* Objetivo da tarefa:
Transcreva palavra por palavra todas as linhas dos itens abaixo, sem incluir as imagens na resposta.

Itens armazenados:
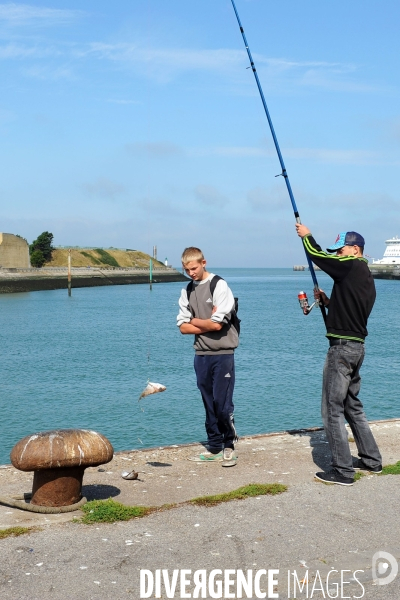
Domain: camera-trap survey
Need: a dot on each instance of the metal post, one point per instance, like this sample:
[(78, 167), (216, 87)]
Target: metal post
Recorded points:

* Resposta da tarefa:
Domain: camera-trap survey
Need: a dot on each instance of the metal post, one point per instance, like this sample:
[(78, 167), (216, 87)]
Target: metal post
Recorded points:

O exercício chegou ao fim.